■ Instructions ■
[a] Can you sum up the Vietnam tour post in two sentences?
[b] Could you rewrite the listing as a Markdown table with columns No. and Line, from the line with "Each instance of the pink" up to and including the line with "[[[43,94],[42,95],[42,97],[43,98],[47,98],[47,91],[43,91]]]"? Skip blank lines and leave the pictures out.

■ Excerpted passage ■
-- Start --

Monday, November 18, 2013

Tour of Vietnam

Vietnam adventure

Xin chao! ("sing chow" - Hello!)
For anyone who has read my memoir "Free My Heart of Grief To Love", you know that my late husband was a veteran of the Vietnam conflict. The dream of seeing the land he called the most beautiful place on earth became a reality October 30 - November 11, 2013.  

Several months ago the opportunity came along for my husband and I to join a small tour group, hosted by another Vietnam veteran to see this nation of great conflict. We recognized this as an opportunity of a life-time as my present husband's father had also served our nation in that war.  With both veterans deceased it seemed like seeing the far away country where they risked their lives was the right thing to do to honor them. That war was 40+ years ago now. How long ago and far way that sounds. What would it be like to see the villagers, the terrain and the way of life of those people we heard so much about from our loved ones?

Our adventure began with many air miles (7,500+) requiring more than 18 hours of flight time and crossing the international date line. Needless to say, I was confused about the day of the week right from the start. Thank goodness we arrived in Hanoi late in the evening so it was easy to sleep for hours in the dark of night, even though it was early daytime in the western U.S.

Hanoi is the capital city of Vietnam with a population of approximately 6.5 million people.  

By 8:30 a.m. we had had a bit of breakfast and were loaded onto the 20 seat bus that had transported us from the airport to our hotel. Interesting facts about Hanoi were imparted by our Vietnamese tour guide. Our tour group consisted of only eleven people so it was always easy to hear the guide and any questions or comments posed by other members of the group.  And the twelve-day whirlwind adventure began.

In Hanoi we visited the Vietnam Military History Museum, Truc Bach Lake (site of John McCain's crash landing), the "Hanoi Hilton", Old Town Hanoi/Dong Xuan market and Hoan Kiem Lake.

-- End --

(Outline records)
-- Start --

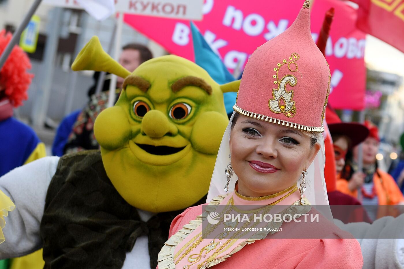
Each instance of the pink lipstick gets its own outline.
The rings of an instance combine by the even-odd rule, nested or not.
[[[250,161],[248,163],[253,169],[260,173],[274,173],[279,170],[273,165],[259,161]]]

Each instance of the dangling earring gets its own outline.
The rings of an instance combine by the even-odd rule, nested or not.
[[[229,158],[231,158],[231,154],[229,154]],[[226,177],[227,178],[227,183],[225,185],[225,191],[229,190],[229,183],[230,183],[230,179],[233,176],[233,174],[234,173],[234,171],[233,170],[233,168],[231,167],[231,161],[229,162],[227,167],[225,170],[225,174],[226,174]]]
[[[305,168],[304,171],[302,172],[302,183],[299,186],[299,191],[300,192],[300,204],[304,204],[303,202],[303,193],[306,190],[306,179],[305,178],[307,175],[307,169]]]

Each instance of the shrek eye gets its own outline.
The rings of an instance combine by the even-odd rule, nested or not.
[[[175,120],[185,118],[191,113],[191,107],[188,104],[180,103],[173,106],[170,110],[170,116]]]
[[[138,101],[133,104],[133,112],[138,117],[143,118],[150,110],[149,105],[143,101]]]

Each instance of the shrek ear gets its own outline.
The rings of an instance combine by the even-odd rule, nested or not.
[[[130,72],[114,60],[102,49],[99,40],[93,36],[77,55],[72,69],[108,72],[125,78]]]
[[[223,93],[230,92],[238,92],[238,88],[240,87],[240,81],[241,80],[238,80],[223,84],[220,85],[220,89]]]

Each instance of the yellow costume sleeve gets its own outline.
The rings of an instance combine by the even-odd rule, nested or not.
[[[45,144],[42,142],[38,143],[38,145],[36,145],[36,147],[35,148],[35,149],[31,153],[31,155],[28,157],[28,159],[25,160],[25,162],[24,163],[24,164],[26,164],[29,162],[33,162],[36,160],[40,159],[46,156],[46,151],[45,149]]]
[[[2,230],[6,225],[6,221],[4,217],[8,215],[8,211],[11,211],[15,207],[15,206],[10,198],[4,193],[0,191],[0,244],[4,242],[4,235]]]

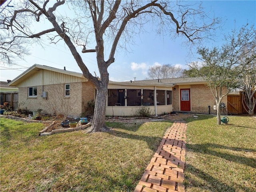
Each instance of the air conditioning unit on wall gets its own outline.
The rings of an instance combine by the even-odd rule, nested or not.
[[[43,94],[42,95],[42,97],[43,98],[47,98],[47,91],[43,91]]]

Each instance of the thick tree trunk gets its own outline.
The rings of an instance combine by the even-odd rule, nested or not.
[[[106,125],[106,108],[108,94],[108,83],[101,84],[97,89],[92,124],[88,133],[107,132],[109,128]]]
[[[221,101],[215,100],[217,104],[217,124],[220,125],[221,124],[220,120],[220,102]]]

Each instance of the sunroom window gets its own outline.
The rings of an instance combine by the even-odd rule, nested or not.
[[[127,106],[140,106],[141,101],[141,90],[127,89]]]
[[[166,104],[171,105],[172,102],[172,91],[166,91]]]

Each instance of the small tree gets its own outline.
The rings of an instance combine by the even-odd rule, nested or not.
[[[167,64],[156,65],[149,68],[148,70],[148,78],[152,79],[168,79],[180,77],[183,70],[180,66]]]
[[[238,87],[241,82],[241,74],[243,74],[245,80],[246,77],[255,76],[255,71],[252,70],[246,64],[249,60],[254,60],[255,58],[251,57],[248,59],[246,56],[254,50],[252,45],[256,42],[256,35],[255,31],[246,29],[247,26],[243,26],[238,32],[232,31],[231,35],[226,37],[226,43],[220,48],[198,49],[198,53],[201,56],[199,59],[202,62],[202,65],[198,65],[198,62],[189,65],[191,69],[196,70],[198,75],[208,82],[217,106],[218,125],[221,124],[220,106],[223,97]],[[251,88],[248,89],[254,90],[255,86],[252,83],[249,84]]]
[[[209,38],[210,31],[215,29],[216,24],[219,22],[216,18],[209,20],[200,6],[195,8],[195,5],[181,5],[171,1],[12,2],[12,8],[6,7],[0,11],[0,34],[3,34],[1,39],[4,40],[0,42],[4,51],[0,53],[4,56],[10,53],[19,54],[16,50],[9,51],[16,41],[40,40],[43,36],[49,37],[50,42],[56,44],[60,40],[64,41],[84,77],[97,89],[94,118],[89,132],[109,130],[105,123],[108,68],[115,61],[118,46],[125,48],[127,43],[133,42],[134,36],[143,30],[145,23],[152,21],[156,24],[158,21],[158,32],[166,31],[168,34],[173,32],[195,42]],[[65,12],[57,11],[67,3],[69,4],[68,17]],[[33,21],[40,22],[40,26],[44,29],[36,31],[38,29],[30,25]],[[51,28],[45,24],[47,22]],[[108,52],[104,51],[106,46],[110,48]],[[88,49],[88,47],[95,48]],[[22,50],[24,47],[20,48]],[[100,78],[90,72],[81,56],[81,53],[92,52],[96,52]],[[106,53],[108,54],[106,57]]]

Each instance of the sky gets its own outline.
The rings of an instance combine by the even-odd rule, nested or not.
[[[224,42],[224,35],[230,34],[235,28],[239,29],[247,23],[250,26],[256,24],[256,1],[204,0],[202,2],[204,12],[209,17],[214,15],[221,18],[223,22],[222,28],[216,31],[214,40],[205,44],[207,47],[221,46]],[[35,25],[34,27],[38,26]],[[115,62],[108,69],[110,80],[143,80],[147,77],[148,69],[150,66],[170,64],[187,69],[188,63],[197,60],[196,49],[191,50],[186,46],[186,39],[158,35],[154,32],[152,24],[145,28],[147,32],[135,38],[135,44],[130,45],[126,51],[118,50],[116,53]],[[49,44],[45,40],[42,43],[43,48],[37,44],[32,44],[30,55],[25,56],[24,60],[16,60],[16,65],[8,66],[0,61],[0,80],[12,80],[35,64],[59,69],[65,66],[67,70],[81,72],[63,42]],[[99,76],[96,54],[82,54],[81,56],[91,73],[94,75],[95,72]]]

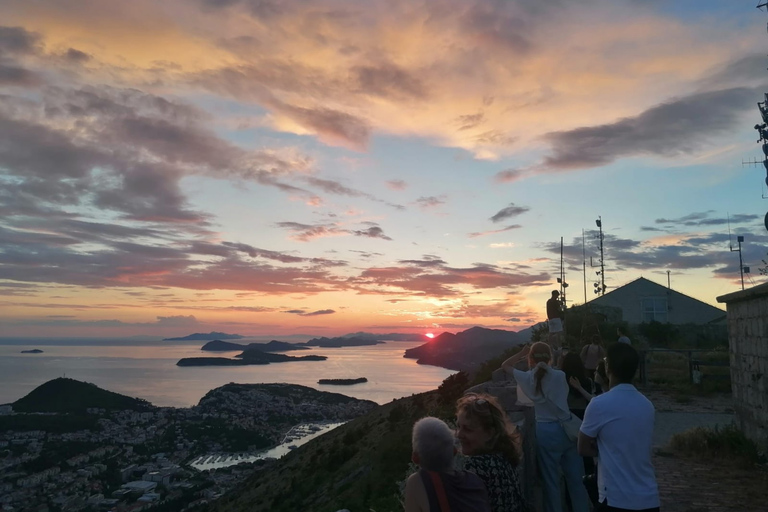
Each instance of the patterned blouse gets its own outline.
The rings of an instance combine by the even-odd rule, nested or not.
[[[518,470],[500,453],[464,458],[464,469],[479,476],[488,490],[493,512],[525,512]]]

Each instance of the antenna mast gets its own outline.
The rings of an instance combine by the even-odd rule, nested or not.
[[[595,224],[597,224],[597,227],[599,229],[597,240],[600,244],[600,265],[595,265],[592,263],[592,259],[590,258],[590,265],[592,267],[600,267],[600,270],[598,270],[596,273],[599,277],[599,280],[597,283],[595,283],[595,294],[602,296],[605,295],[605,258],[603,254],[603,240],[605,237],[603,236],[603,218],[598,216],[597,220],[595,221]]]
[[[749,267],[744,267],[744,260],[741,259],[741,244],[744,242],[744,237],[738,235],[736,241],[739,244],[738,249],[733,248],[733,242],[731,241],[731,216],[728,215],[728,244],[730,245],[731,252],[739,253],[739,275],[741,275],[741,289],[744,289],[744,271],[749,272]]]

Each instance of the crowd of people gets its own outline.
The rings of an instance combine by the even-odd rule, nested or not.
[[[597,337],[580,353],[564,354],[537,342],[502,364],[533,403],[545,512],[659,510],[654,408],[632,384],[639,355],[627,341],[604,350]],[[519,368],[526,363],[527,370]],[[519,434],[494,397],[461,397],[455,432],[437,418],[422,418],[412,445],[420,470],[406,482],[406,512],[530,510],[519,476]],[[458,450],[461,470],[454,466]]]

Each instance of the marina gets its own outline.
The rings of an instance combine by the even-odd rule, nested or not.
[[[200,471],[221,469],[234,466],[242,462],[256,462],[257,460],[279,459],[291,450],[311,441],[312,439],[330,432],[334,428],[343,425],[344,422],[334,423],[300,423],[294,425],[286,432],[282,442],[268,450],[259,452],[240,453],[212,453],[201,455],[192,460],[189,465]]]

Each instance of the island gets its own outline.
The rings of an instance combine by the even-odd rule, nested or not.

-- End --
-- Start --

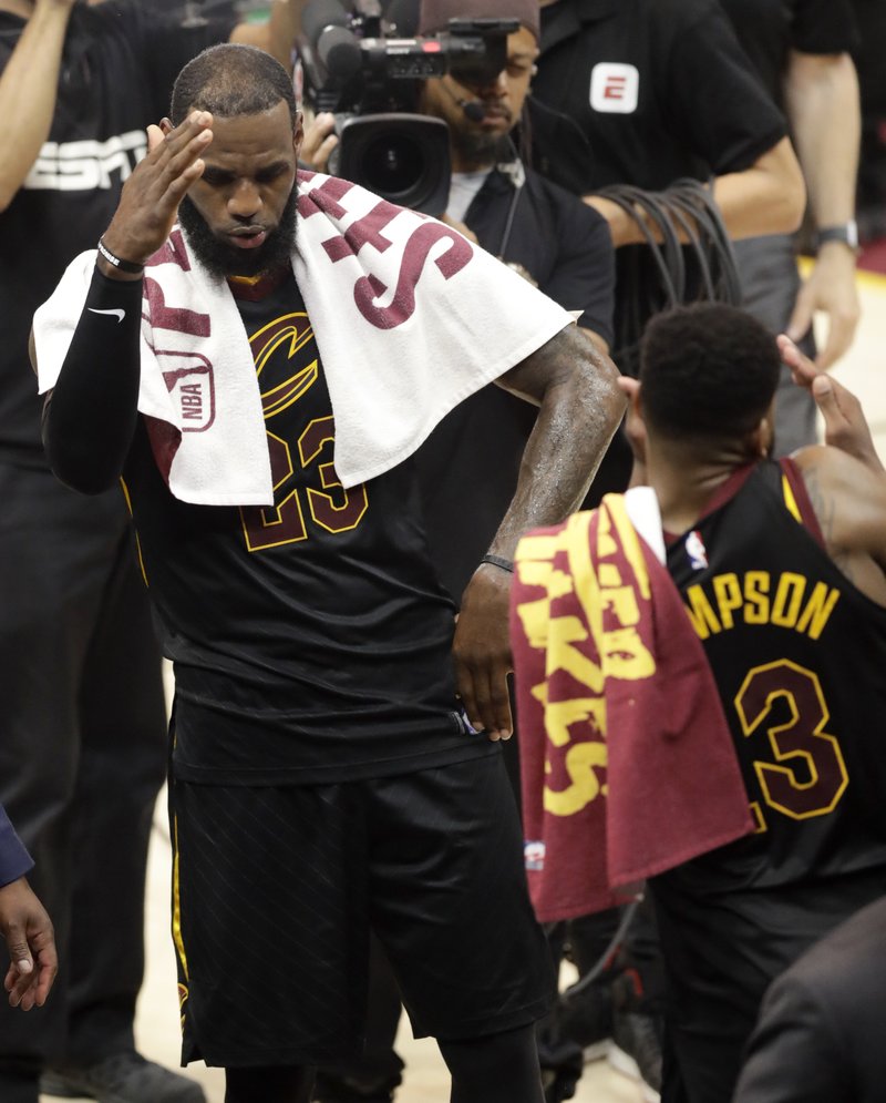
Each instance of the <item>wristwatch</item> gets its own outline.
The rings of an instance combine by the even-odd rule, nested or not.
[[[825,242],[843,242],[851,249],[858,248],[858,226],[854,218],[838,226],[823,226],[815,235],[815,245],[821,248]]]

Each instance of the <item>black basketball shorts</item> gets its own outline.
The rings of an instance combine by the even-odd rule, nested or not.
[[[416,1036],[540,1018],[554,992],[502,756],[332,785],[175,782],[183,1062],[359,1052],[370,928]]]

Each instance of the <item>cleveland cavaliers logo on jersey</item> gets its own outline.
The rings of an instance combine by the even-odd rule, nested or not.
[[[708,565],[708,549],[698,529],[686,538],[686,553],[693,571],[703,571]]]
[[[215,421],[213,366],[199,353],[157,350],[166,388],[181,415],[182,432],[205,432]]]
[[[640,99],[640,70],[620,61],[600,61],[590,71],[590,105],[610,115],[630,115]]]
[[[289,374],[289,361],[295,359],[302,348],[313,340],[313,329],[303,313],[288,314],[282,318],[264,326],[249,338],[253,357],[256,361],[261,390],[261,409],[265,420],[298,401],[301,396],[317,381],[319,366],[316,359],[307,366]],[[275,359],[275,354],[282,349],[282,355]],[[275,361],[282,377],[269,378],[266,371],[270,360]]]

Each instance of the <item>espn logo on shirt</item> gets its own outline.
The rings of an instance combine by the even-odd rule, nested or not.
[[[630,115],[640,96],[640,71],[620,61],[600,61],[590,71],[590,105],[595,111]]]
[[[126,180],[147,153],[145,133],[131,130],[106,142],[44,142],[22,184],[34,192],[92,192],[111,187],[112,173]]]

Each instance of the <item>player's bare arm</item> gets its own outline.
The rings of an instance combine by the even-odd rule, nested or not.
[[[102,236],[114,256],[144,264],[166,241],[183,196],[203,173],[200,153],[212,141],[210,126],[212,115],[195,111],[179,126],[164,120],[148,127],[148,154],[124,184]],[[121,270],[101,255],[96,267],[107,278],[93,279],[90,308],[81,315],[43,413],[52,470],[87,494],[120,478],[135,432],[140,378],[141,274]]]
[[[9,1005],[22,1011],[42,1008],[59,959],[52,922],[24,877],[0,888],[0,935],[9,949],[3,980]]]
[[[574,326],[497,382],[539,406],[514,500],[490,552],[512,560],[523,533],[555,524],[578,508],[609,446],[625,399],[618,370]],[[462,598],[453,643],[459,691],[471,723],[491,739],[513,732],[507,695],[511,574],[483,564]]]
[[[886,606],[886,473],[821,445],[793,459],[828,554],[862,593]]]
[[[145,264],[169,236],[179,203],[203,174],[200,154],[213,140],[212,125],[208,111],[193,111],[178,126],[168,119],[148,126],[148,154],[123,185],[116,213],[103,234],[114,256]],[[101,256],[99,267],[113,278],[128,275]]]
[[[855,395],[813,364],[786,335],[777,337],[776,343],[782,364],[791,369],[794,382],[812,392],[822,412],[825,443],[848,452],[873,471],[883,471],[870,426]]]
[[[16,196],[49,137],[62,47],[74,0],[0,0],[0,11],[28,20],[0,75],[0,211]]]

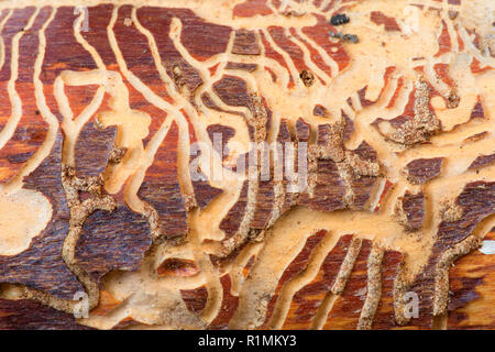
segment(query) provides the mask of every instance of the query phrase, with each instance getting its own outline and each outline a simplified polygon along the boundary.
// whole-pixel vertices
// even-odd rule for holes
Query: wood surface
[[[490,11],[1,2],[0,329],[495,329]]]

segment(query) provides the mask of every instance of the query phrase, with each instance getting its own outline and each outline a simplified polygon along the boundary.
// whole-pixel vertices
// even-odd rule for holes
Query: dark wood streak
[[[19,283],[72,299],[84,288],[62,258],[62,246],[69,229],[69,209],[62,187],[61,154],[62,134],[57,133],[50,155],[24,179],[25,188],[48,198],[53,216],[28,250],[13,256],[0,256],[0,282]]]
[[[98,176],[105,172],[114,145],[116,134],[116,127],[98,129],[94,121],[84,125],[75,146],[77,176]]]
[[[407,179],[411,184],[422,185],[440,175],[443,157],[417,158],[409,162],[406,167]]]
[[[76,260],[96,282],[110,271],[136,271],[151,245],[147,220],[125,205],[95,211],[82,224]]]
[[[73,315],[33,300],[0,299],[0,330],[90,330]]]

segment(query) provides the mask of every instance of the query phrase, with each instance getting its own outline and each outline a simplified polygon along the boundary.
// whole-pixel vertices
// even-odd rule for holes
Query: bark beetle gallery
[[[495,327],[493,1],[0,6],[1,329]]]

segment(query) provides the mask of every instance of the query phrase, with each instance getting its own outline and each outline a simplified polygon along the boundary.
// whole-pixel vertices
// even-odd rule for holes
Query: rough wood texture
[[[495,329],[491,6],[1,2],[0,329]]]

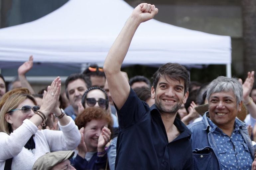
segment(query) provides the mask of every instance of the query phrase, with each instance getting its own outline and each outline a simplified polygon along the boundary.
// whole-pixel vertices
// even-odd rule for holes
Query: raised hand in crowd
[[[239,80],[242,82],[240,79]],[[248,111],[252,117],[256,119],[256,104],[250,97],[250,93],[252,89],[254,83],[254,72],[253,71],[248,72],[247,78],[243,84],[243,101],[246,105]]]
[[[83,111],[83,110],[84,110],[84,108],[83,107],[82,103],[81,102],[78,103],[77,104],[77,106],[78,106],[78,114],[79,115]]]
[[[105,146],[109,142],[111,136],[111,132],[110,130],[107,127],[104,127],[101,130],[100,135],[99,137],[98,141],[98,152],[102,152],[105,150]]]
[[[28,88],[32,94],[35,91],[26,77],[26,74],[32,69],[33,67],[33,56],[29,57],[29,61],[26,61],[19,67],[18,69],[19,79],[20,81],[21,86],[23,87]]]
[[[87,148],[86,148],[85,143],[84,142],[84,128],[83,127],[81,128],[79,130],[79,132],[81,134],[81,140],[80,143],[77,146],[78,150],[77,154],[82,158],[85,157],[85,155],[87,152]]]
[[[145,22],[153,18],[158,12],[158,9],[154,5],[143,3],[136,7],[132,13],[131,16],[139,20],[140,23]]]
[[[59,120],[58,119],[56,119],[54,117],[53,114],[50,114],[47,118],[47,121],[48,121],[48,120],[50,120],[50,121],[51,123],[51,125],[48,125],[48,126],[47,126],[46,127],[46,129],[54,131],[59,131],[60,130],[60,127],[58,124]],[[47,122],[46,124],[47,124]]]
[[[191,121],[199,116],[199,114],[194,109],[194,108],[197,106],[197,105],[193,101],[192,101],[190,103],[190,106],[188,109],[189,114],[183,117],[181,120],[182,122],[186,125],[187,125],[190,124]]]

-- End --
-- Start --

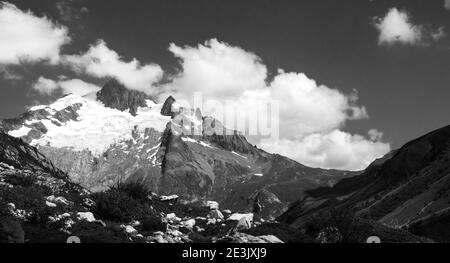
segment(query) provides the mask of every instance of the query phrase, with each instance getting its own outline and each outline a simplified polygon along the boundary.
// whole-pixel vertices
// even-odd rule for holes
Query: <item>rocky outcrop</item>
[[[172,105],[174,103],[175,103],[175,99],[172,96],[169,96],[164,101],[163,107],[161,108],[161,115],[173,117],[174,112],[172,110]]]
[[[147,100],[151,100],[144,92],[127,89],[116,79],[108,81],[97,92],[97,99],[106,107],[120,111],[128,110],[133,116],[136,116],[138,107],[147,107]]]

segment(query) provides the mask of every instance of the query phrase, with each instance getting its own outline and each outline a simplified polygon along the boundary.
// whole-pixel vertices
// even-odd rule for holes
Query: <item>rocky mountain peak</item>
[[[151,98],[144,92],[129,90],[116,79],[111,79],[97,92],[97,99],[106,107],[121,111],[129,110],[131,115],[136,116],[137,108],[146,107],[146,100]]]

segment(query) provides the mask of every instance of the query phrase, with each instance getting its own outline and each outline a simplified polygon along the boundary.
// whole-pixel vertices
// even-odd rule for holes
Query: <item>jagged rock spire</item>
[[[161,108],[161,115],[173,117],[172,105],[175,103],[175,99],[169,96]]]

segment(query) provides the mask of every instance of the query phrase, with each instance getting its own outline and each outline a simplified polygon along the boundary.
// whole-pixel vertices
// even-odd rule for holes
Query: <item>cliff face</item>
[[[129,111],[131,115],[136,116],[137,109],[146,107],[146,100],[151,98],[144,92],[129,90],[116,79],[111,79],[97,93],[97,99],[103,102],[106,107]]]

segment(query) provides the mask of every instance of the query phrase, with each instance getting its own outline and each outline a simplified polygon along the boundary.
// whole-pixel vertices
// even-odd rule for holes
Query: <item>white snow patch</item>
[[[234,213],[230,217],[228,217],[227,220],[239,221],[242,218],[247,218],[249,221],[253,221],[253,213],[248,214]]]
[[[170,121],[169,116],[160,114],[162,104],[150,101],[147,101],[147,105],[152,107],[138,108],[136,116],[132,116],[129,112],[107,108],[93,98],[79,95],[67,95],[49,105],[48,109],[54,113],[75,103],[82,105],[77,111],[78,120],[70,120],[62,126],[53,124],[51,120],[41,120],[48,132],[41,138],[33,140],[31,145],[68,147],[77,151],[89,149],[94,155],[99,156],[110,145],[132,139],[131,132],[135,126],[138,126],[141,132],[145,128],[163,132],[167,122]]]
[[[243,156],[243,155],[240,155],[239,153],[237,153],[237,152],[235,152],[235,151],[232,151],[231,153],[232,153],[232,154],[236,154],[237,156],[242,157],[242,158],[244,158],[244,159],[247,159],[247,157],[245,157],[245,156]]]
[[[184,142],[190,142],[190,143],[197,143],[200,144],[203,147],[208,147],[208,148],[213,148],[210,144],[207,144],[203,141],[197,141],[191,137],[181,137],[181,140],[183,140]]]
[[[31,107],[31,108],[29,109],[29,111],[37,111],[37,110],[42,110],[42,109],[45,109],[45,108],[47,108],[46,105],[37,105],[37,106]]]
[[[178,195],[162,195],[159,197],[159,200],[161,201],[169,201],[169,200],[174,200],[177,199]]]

-- End --

■ Answers by task ■
[a] The writer and a present husband joined a small tour group in Vietnam from October 30 to November 11, 2013, to honor two deceased veterans of that war: the writer's late husband and the present husband's father. After more than 18 hours of flight time, the group of eleven reached Hanoi and visited sites including the Vietnam Military History Museum, Truc Bach Lake, the "Hanoi Hilton," Old Town Hanoi/Dong Xuan market, and Hoan Kiem Lake.

[b]
| No. | Line |
|---|---|
| 1 | Each instance of the pink lipstick gets its own outline. |
| 2 | The rings of an instance combine by the even-odd rule, nested or not. |
| 3 | [[[250,161],[248,163],[253,169],[260,173],[274,173],[279,170],[273,165],[259,161]]] |
| 4 | Each instance of the dangling earring gets its own outline. |
| 5 | The rings of an instance combine by the even-odd rule, nested or not. |
| 6 | [[[229,158],[231,158],[231,154],[229,154]],[[226,177],[227,178],[227,183],[225,185],[225,191],[229,190],[229,183],[230,183],[230,179],[233,176],[233,174],[234,173],[234,171],[233,170],[233,168],[231,167],[231,161],[229,162],[227,167],[225,170],[225,174],[226,174]]] |
| 7 | [[[305,168],[304,171],[302,172],[302,183],[299,186],[299,191],[300,192],[300,204],[304,204],[303,202],[303,193],[306,190],[306,179],[305,178],[307,175],[307,169]]] |
| 8 | Each instance of the shrek eye gets its own outline. |
| 9 | The rings of an instance combine by the even-odd rule, nested or not. |
| 10 | [[[175,120],[185,118],[191,113],[191,107],[188,104],[180,103],[173,106],[170,110],[170,116]]] |
| 11 | [[[138,101],[133,104],[133,112],[138,117],[143,118],[150,110],[149,105],[143,101]]] |
| 12 | Each instance of the shrek ear gets its own outline. |
| 13 | The rings of an instance combine by the even-odd rule, nested or not. |
| 14 | [[[130,72],[114,60],[102,49],[99,40],[93,36],[77,55],[72,69],[108,72],[125,78]]] |
| 15 | [[[223,93],[230,92],[238,92],[238,88],[240,87],[240,81],[241,80],[238,80],[223,84],[220,85],[220,89]]] |
| 16 | Each instance of the yellow costume sleeve gets its own outline. |
| 17 | The rings of an instance combine by the even-odd rule, nested or not. |
| 18 | [[[45,144],[42,142],[38,143],[38,145],[36,145],[36,147],[35,148],[35,149],[31,153],[31,155],[28,157],[28,159],[25,160],[25,162],[24,163],[24,164],[26,164],[29,162],[33,162],[36,160],[40,159],[46,156],[46,151],[45,149]]] |
| 19 | [[[2,230],[6,225],[6,221],[4,217],[8,215],[8,211],[11,211],[15,207],[15,206],[10,198],[4,193],[0,191],[0,244],[4,242],[4,235]]] |
| 20 | Each instance of the air conditioning unit on wall gets its own outline. |
| 21 | The rings of an instance combine by the even-odd rule, nested or not. |
| 22 | [[[43,94],[42,95],[42,97],[43,98],[47,98],[47,91],[43,91]]] |